EXCERPT TO READ -

────────────────

The bookmakers have Chelsea at the longest odds of all four Champions League semi-finalists to win the competition. It would, admittedly, take two further monumental performances that they simply may not have in them. Tomorrow's second leg comes at the end of a draining 10-day, four-game run. Even in spite of the players who were rested, they looked like they were running out of steam at the Emirates on Saturday.
But the question remains: where does it leave Chelsea if they win the Champions League next month?
Don't dismiss it. After a weekend which ended with Newcastle United three points clear in fourth place; Real Madrid beating Barcelona at the Nou Camp for the first time since 2007 and Harry Redknapp having won just one league game in the last nine — just as the Football Association prepares to appoint the next England manager – no one needs reminding that form is an elusive property in football. It comes and it goes with remarkable consequences.
A Champions League trophy for Chelsea on 19 May would mean the club were faced with an extraordinary decision on whether a caretaker manager, whose appointment was never intended to last beyond the end of the season, might have to be given the job permanently. If only for the trifling reason that Roberto Di Matteo will have just delivered the club and its owner the one trophy they had spent nine years and the best part of £1bn trying to win.

────────────────

DATASET CONTENT -
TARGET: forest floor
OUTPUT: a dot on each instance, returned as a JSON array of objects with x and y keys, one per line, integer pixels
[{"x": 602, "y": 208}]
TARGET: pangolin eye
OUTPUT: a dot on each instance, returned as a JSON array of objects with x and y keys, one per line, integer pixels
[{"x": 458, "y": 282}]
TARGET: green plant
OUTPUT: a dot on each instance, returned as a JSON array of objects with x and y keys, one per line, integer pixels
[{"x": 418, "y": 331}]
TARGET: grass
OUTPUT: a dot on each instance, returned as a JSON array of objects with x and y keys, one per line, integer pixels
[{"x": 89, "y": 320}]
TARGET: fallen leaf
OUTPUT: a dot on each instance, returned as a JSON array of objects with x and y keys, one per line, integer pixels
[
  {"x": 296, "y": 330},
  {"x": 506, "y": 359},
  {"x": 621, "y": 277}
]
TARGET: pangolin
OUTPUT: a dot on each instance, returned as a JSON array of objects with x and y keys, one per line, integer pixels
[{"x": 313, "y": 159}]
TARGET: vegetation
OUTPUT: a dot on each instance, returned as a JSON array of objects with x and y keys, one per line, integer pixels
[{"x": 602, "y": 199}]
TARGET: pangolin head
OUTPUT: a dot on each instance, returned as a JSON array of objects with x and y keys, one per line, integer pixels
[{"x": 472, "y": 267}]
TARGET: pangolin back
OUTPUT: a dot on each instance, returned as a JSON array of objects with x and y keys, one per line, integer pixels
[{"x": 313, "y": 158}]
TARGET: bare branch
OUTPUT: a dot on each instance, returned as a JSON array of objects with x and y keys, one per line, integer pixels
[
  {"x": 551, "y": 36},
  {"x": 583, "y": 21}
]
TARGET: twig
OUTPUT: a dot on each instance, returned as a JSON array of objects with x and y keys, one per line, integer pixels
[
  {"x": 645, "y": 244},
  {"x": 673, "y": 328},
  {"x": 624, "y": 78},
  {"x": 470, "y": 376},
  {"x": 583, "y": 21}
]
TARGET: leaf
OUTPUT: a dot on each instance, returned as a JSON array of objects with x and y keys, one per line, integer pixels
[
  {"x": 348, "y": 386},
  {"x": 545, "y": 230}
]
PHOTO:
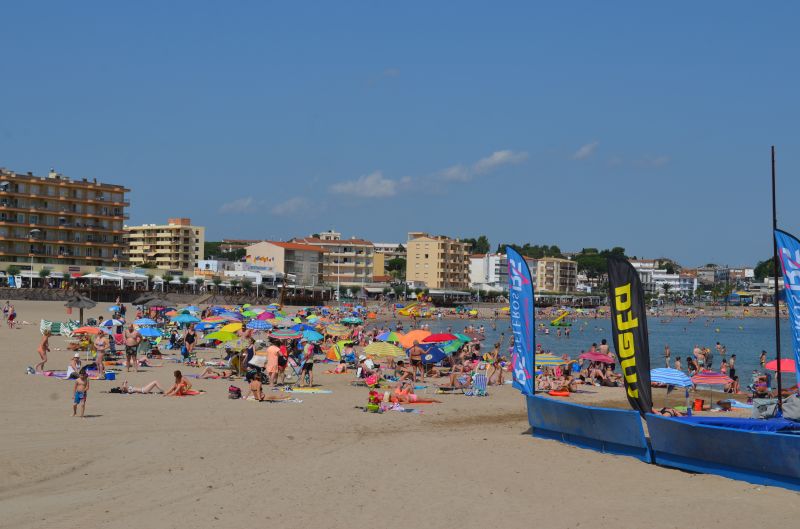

────────────────

TO-DO LIST -
A – In the article about Chelsea's Champions League chances, rewrite the paragraph beginning "The bookmakers have Chelsea" more briefly, keeping its main facts.
B – Translate this sentence from the Chelsea article into French: "Tomorrow's second leg comes at the end of a draining 10-day, four-game run."
C – Proceed with the article about Chelsea and the Champions League, picking up after its final sentence.

ANSWERS TO THE TASKS -
A – Bookmakers rate Chelsea the least likely of the four Champions League semi-finalists to win the competition, since it would take two more monumental performances they may not have in them. Tomorrow's second leg ends a draining run of four games in 10 days, and even with some players rested, the team looked like they were running out of steam at the Emirates on Saturday.

B – Le match retour de demain intervient au terme d'une série éprouvante de quatre matchs en dix jours.

C –
No one would argue that this Chelsea team is anything like as good as it has been over the last five years, yet they could win the biggest prize of all. Football occasionally presents anomalies like the trophy at the end of a bad season or the slump no one expected. No individual, however good, is immune to the bad moments. If Lionel Messi can get sidetracked into an argument with Alvaro Arbeloa, as he did on Saturday night, and end up frustrated and defeated, then it can happen to anyone.
Redknapp's terrible run of results is a concern but that does not nullify the experience, the track record and the qualities that so evidently make him the best-qualified man for the England job. One need look no further than Alan Pardew's managerial career for the perfect example of why one should strive to see the bigger picture rather than make snap judgements on individuals.
If Chelsea eliminate Barcelona tomorrow, and go on to win the final in Munich, the point still stands that they need to change. That whatever new era is being ushered in this summer cannot be delayed or postponed simply because they stumbled upon the European Cup.
If Di Matteo, admirable though his effort has been, was not considered ready to do the long-term rebuilding job as manager last summer, then common sense would dictate he would not be the man to continue next season. But it goes deeper than just Di Matteo's future. This season could end in Chelsea being European champions, it could end with them in the Europa League. Either way, it feels like a watershed.
It was enlightening to read the reasons Txiki Begiristain, the Barcelona technical director for seven years until 2010, gave for not joining Chelsea when he left Barça. "It's not enough to have a technical director who only deals with the academy and grassroots work; he's also got to be able to influence the first team as well and be able to take the vision forward," he said in an interview with The Times last Saturday.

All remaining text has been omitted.